We had left the kibbutz in February 1948. Thus apparently, the “adventurous”
part of my life came to its end. In this final chapter I would like to summarize what
happened to my family and to me in Eretz Yisrael, later named State of Israel.
Mother was of course living with us and coped bravely with the difficulties
of adaptation. At the time of her arrival she was about 50, but never uttered
a word of complaint about the problems we had plenty of.
The British Mandate ended on May 15, 1948: the British High Commissioner sailed off
from Port Haifa, and all symbols of the British rule were removed from the Jewish
regions of the country. Since this day was Shabbat, the Supreme Committee of the
Yishuv convened on Friday, May 14, and its Secretary, David Ben-Gurion
solemnly declared the establishment of a Jewish State, to be called Medinat Yisrael
(State of Israel, as the homeland of the Jewish people, in accordance with the resolution
of November 29, 1947. At the same session the committee, which became Israel’s
temporary government, ordered the general mobilization of all young men (at that stage
only volunteering women joined the army), to ward off the imminent attack by the five
neighboring Arab states: Egypt, Iraq, Lebanon, Syria and Transjordan (presently Jordan).
I was enlisted that same day, even though I was the sole provider for a senior newcomer,
a breast-feeding mother, and a little baby. As a locksmith I was posted to a maintenance
workshop for heavy weapons. I was sent to attend a special course (the first one
of its kind in the new Israeli army, which I finished as its Number One pupil. I received
my first assignment, with the rank of Sergeant Major, to head a maintenance team for all
artillery at the Northern front. I lived through fierce battles with the Syrian Army and
the so called Arab Liberation Army, which had intruded into Galilee from Lebanon, until
they were pushed out of the whole region as far as the International Lebanese border.
The young Israeli Army, Tzahal (IDF), pushed back the mighty Egyptian Army
plus Jordan’s Arab Legion, together with the remnants of the Iraqi units until
a cease-fire was reached in spring 1949. At this stage I was named instructor
in the new specialty, Gun Fitter, and later, as civilian employee, foreman in the central
maintenance workshop for heavy weapons of the Ordnance Corps.
Alisa was growing and her development caused much joy for us as well as for her
devoted Grandmother. In 1949 Mother married Emil Grossman, a kind, honest and
industrious widower who had lost his former family in the Holcaust. He was a
locksmith and part-owner (with his brothers) of a prosperous workshop in Ramat
Gan. Mother and Emil lived together happily for about 30 years, in full harmony
and mutual understanding. Emil always acted like a natural father, father-in-law,
and grandfather.
In the fall of 1958 I was appointed manager of the biggest factory of electric
and solar water heaters in Israel. I managed to raise the factory’s productivity
and to improve product quality significantly. For years I was member of the national
committee for standardizing the quality requirements of this widely used domestic
appliance—a committee affiliated with the Israeli Office of Standards
and Specifications.
On the eve of the Six-Day War, the French president, General de Gaulle, imposed
a weapons embargo on Israel. The Israeli Air Force needed spare parts for its
French-made fighter planes and French government refused to supply them. Thereupon,
a Monsieur Shidlowski, the owner of the jet engine plant Turbomeca, rushed
to the rescue by establishing Manoei Beit Shemes, (Beit Shmesh Engines)

_Record list:_
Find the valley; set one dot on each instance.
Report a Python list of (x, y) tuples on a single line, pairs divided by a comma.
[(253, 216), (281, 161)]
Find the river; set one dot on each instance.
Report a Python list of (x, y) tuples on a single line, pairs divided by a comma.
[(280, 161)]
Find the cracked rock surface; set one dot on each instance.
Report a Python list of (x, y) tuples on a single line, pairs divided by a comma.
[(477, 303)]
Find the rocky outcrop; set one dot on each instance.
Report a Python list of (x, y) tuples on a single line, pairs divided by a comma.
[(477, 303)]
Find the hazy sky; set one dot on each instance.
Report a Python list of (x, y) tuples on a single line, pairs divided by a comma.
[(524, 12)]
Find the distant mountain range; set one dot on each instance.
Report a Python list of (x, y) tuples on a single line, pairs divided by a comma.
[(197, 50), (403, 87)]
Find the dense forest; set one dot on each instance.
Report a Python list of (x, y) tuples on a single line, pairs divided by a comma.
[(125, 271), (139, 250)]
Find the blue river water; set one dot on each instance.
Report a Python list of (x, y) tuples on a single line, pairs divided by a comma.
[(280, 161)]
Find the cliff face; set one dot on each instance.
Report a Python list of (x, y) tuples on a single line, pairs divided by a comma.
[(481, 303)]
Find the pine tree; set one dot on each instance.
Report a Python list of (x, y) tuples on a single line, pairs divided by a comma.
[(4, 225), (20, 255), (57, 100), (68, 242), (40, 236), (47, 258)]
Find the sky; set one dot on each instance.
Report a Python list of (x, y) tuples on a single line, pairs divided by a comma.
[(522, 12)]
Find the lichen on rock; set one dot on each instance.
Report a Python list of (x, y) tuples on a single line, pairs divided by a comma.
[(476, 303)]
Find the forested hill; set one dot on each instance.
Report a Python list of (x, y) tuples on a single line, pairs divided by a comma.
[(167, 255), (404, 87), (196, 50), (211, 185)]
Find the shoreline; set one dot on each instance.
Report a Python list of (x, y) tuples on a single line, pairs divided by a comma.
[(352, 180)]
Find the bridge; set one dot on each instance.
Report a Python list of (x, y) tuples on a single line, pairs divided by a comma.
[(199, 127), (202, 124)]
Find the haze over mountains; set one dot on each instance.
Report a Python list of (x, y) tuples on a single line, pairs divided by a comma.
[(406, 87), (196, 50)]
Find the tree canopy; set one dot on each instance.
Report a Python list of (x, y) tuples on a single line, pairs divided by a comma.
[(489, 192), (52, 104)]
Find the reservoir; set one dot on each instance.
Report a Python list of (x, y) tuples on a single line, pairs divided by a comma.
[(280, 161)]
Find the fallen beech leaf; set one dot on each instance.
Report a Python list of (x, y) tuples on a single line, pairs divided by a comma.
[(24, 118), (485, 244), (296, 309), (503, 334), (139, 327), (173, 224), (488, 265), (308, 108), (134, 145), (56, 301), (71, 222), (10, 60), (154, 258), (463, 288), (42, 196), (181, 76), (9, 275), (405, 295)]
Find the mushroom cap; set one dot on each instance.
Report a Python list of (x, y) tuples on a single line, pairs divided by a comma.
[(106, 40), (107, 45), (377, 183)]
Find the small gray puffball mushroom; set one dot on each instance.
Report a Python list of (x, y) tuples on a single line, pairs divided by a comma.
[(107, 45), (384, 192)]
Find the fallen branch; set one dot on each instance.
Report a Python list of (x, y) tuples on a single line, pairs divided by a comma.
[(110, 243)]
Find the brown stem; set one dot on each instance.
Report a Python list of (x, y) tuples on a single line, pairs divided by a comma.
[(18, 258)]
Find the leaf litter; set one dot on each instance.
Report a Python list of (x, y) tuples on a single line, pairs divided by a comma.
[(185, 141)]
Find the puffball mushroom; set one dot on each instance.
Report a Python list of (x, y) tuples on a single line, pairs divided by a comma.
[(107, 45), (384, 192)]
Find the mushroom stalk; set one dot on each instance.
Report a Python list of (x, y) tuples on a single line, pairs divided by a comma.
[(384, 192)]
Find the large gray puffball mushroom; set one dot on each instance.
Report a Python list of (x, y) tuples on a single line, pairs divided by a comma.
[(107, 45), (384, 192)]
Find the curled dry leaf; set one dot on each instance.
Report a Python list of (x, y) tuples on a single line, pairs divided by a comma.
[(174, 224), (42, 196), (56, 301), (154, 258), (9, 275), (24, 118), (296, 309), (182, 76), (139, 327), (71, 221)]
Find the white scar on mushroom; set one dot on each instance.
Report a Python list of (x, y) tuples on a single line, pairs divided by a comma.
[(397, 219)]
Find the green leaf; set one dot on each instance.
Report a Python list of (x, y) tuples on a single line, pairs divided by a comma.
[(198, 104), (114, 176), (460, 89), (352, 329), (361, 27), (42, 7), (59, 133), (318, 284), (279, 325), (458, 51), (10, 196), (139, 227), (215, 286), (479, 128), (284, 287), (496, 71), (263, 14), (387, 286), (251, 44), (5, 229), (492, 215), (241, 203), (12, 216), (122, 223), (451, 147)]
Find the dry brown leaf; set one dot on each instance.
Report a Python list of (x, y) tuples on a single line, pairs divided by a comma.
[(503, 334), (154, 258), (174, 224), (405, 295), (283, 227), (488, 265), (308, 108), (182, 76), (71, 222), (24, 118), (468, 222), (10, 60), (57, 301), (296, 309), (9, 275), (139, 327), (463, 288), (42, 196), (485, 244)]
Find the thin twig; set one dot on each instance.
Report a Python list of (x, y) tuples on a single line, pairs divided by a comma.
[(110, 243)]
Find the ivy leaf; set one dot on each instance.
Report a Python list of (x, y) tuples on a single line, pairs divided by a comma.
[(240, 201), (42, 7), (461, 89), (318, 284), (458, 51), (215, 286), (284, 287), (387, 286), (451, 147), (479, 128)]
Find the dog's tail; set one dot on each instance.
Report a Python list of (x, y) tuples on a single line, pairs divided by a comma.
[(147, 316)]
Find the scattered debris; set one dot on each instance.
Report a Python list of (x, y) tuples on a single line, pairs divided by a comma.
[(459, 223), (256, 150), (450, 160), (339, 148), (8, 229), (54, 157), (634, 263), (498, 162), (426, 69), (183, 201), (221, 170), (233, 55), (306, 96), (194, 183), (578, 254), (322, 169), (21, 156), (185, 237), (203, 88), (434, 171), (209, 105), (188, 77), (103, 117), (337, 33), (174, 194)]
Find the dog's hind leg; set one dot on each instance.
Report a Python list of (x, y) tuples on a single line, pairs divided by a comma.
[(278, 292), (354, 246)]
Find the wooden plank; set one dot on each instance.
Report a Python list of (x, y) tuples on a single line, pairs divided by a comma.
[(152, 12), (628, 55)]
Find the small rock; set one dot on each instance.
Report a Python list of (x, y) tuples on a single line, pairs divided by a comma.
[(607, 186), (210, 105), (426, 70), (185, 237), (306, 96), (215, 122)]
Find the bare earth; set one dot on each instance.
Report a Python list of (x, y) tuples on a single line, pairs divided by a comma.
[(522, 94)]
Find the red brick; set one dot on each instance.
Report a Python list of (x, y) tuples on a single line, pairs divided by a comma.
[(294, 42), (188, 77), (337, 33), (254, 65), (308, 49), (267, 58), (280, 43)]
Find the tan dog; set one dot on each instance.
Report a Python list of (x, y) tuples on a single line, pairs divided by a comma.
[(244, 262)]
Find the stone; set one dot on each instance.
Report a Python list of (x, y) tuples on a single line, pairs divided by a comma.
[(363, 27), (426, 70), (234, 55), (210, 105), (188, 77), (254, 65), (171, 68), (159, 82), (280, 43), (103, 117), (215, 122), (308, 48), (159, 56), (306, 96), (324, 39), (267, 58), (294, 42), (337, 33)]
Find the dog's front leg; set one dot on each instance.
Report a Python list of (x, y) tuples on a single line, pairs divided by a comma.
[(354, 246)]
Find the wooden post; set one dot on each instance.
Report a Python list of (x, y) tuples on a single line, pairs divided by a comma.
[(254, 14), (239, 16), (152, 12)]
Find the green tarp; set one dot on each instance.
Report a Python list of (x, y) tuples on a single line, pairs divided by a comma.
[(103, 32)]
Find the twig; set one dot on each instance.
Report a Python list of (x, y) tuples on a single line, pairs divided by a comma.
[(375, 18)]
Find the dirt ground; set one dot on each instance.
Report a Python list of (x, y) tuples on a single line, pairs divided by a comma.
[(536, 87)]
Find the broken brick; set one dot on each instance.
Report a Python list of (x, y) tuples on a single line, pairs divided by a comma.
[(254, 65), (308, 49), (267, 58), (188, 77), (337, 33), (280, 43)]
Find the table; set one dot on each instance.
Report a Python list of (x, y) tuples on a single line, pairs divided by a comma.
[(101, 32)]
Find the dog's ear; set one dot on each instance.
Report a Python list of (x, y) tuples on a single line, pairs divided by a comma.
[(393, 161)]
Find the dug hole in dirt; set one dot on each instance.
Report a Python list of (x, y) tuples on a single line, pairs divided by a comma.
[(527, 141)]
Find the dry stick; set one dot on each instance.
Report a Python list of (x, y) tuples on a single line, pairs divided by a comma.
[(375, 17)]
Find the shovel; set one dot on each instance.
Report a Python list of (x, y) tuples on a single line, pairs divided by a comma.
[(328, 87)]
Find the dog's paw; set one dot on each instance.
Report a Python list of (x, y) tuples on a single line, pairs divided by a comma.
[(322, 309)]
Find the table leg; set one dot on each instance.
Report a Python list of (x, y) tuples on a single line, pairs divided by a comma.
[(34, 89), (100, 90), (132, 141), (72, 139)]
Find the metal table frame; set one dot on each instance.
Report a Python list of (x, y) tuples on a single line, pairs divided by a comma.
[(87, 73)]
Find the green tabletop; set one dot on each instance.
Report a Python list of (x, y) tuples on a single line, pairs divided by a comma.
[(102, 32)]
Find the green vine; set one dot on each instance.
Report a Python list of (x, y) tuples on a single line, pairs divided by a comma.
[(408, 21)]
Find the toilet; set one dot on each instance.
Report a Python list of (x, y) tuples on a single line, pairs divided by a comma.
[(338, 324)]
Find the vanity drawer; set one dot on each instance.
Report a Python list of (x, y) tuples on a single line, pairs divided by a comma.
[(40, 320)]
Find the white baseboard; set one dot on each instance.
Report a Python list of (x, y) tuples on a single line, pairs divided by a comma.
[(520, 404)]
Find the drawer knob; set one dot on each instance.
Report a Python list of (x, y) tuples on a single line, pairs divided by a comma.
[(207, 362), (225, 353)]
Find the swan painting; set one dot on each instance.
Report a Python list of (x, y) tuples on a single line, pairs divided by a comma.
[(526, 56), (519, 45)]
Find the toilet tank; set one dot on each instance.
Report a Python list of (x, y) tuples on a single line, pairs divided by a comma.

_Brief:_ Do the three statements below agree with the memoir passage above? For each, answer yes or no and quote the words from the passage that decide it. 1. The mother was about 50 when she arrived. 2. The Jewish State was declared on Saturday, May 15, 1948. 3. In the fall of 1958, the writer became manager of a factory that made electric and solar water heaters.

_Worked solution:_
1. Yes: "At the time of her arrival she was about 50"
2. No: "Since this day was Shabbat, the Supreme Committee of the Yishuv convened on Friday, May 14"
3. Yes: "In the fall of 1958 I was appointed manager of the biggest factory of electric and solar water heaters in Israel."